■ Tarefa a realizar
Dê prosseguimento à reportagem sobre o banco clandestino de ossos humanos em Londrina, começando logo após a última frase do trecho fornecido.

■ Trecho fornecido
────────────────────

Em um apartamento localizado na Gleba Palhano, bairro nobre de Londrina, os policiais apreenderam quatro pedaços da parte conhecida como "cabeça" do fêmur. Os ossos estavam na geladeira, ao lado de alimentos.

No apartamento morava Kléber Barroso Cavalca, 42. Ele foi preso preventivamente com seu irmão, Carlo Keith Barroso Cavalca, 37, por suspeita de comercializarem ossos humanos, o que é crime no Brasil.

"Ainda não conseguimos apurar qual é a origem dos ossos nem quantificar as pessoas que foram vítimas do uso desse material. Sabemos que os compradores eram dentistas de vários Estados", informou a delegada do Nucrisa.

De acordo com a odontóloga Ana Carolina Pinto, da Vigilância Sanitária do Paraná, os ossos humanos são vascularizados, ou seja, têm sangue em seu interior. Por isso, se o doador tem alguma doença contagiosa, ela pode ser transmitida para o receptor.

"Nos bancos de ossos regularizados são feitos muitos testes para constatar se não há qualquer tipo de contaminação. Se for encontrado qualquer vírus ou bactéria no osso ele é descartado. Neste caso, não há garantia de que os testes tenham sido realizados nem de que os doadores ou seus familiares estivessem cientes da doação", informou.

Divulgação/Polícia Civil do Paraná
Polícia fecha banco de ossos humanos clandestino no PR; eles seriam usados para fazer preenchimento ósseo em casos de implante dentário
Polícia fecha banco de ossos humanos clandestino no PR; eles seriam usados em preenchimento no caso de implante dentário

CENÁRIO MACABRO

O gerente da Vigilância Sanitária de Londrina, Rogério Lampe, classificou como "macabro" o cenário encontrado no laboratório clandestino e no apartamento. "Havia ossos humanos na geladeira, junto de alimentos. No laboratório, encontramos um liquidificador caseiro, usado para triturar ossos, dentro do banheiro, perto do vaso sanitário e de papel higiênico usado."

Técnicos da Vigilância Sanitária do Paraná disseram, em entrevista à imprensa, que as pessoas que receberam os implantes correm sérios riscos de rejeição e de contrair doenças contagiosas, como hepatite e aids.

────────────────────

■ Conjunto de registros
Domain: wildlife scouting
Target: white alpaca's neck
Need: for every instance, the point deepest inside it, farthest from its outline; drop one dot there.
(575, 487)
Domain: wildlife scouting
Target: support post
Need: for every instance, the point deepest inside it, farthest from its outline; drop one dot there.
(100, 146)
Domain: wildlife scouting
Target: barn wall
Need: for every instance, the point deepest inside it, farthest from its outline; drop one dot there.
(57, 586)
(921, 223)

────────────────────

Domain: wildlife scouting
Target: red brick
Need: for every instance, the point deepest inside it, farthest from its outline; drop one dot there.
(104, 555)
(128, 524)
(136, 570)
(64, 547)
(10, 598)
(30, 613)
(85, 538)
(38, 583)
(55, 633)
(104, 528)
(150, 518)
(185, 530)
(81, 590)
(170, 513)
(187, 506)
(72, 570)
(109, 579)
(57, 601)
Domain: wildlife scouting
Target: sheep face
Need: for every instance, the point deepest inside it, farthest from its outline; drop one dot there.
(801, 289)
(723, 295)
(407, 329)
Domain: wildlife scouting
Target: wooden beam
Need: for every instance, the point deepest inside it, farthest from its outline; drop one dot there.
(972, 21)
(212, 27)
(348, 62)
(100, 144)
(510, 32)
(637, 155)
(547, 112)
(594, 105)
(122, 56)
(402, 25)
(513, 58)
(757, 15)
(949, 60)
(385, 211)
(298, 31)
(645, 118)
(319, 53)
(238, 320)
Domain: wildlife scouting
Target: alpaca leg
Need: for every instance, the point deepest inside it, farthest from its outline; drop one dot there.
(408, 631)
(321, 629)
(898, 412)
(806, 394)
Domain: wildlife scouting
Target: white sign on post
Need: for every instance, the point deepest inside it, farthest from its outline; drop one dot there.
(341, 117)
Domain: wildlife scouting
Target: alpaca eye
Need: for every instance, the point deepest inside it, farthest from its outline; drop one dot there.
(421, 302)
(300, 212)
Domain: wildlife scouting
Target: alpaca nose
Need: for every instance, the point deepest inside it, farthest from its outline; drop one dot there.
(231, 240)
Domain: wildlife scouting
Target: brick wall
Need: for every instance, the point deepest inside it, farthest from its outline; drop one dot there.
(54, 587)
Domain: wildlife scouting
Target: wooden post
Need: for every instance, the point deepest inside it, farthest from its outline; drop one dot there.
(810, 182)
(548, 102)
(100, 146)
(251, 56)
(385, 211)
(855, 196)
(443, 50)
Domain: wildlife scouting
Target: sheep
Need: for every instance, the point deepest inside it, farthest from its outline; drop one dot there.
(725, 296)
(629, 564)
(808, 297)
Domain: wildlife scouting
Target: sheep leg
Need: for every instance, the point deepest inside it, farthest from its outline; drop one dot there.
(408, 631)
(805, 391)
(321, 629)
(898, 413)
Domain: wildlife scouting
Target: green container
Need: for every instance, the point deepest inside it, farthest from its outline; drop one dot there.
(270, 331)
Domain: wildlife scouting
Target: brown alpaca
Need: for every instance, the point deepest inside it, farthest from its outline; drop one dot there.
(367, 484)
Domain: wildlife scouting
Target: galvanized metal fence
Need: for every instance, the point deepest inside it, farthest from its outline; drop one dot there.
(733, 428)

────────────────────

■ Resposta à tarefa
No Brasil existem apenas seis bancos de ossos legalizados. O de Curitiba está interditado parcialmente por razões sanitárias. De acordo com o Hospital das Clínicas da Universidade Federal do Paraná, que gerencia o serviço, o local está em reforma para se adequar às exigências da Vigilância Sanitária do Estado.

"Há uma série de trâmites a serem seguidos para que um osso seja doado e depois implantado em outra pessoa. Além disso, não há muita disponibilidade de ossos em condições de implante no país, por causa do baixo índice de doadores. Como não respeitavam as condições legais e sanitárias básicas, eles (os suspeitos presos) sempre tinham o material para oferecer", completou a delegada Sâmia Coser.

Ela suspeita que o comércio ilegal de ossos humanos acontecesse desde 2004, quando os suspeitos tentaram abrir um banco de ossos legalizado. Eles não conseguiram por causa de um parecer contrário da Central de Transplantes do Paraná.

A delegada informou que as investigações seguirão no Paraná. No inquérito que será encaminhado ao Ministério Público Estadual, ela recomendará a notificação das polícias civis dos Estados onde possivelmente havia compradores.

Pequenos frascos com ossos eram vendidos por R$ 180 a R$ 250, segundo a Polícia Civil do Paraná.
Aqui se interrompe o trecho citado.